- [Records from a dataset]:
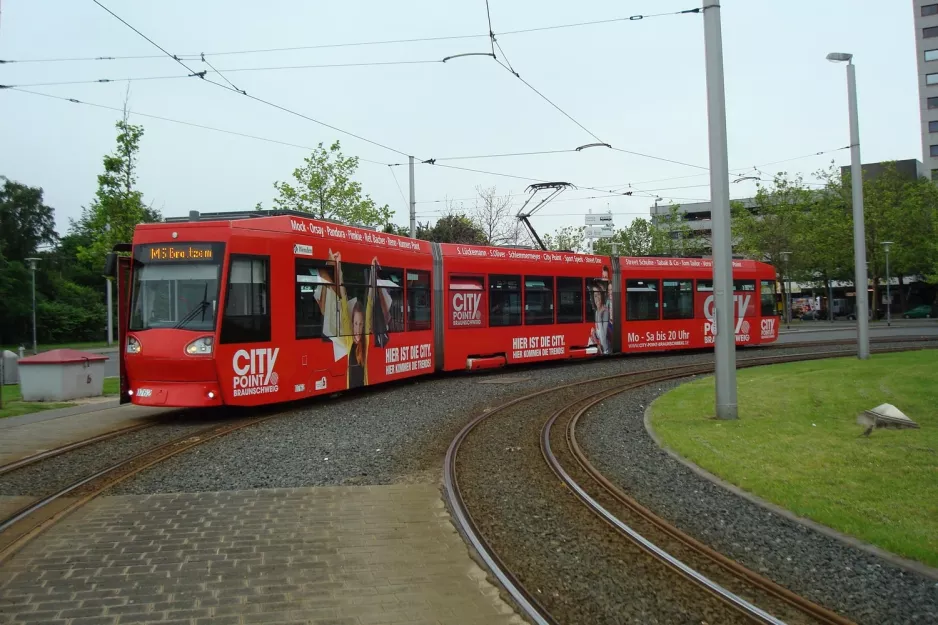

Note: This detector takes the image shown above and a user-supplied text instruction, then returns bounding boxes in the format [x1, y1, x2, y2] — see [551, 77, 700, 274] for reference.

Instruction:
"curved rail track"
[0, 414, 281, 563]
[444, 344, 935, 624]
[0, 422, 156, 477]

- [What to do]:
In repeating the entries, exclude the pictures and alter nothing else.

- [Written solution]:
Note: This detector takes the image shown above and a user-supplied text instruction, then returns bounding boxes in the format [x1, y1, x2, y2] — see [551, 77, 700, 274] for reference.

Instruction:
"curved rail track"
[0, 414, 281, 563]
[444, 344, 935, 624]
[0, 422, 156, 477]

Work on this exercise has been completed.